[Start of section]
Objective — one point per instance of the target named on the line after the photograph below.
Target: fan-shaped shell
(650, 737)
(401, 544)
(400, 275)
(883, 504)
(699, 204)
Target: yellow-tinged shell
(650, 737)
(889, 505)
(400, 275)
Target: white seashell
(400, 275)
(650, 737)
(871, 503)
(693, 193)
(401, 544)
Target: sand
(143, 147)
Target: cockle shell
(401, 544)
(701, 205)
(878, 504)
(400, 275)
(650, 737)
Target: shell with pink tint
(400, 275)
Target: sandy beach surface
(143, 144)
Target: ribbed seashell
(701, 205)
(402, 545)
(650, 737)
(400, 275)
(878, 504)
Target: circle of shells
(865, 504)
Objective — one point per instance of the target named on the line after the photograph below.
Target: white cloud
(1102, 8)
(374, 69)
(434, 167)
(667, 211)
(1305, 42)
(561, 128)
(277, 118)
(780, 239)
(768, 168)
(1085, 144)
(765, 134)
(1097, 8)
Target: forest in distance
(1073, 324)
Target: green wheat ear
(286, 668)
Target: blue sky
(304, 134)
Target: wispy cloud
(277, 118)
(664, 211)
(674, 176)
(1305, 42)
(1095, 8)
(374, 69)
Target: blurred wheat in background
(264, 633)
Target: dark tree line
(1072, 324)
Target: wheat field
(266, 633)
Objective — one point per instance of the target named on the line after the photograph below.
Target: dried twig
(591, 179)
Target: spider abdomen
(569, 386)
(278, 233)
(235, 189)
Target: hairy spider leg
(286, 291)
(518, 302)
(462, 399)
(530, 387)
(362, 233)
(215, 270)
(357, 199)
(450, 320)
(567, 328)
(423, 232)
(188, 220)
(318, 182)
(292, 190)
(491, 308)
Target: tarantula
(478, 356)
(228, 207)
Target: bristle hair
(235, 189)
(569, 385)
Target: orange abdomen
[End of section]
* [Required action]: From the records above, extract every entry verbatim.

* [Response to the exercise]:
Objective — one point per instance of the target named on the line after the photograph below.
Target: fan-shaped shell
(650, 737)
(401, 544)
(400, 275)
(883, 504)
(699, 204)
Target: yellow-tinged shell
(650, 737)
(889, 505)
(400, 275)
Target: white seashell
(400, 275)
(650, 737)
(871, 503)
(693, 193)
(401, 544)
Target: sand
(143, 147)
Target: cockle shell
(401, 544)
(701, 205)
(878, 504)
(400, 275)
(650, 737)
Target: shell with pink tint
(400, 275)
Target: sandy beach surface
(143, 144)
Target: ribbed seashell
(701, 205)
(402, 545)
(650, 737)
(400, 275)
(878, 504)
Target: circle of shells
(865, 504)
Objective — one point per instance of the target named on the line after the photograph below.
Target: white cloud
(1102, 8)
(374, 69)
(434, 167)
(667, 211)
(1305, 42)
(561, 128)
(277, 118)
(780, 239)
(768, 168)
(1085, 144)
(765, 134)
(1097, 8)
Target: forest in distance
(1073, 324)
Target: green wheat ear
(286, 668)
Target: blue sky
(304, 134)
Target: wispy cloud
(277, 118)
(664, 211)
(674, 176)
(1305, 42)
(1095, 8)
(374, 69)
Target: blurred wheat in background
(264, 633)
Target: dark tree line
(1072, 324)
Target: wheat field
(266, 633)
Objective — one point per instance of the target named on the line after the photograph below.
Target: dried twig
(591, 179)
Target: spider abdomen
(569, 386)
(278, 233)
(235, 189)
Target: hairy spider leg
(286, 291)
(518, 302)
(462, 399)
(530, 387)
(362, 233)
(215, 270)
(357, 199)
(450, 320)
(567, 328)
(423, 232)
(188, 220)
(318, 182)
(292, 190)
(491, 308)
Target: tarantula
(478, 356)
(228, 207)
Target: bristle hair
(235, 189)
(569, 385)
Target: orange abdomen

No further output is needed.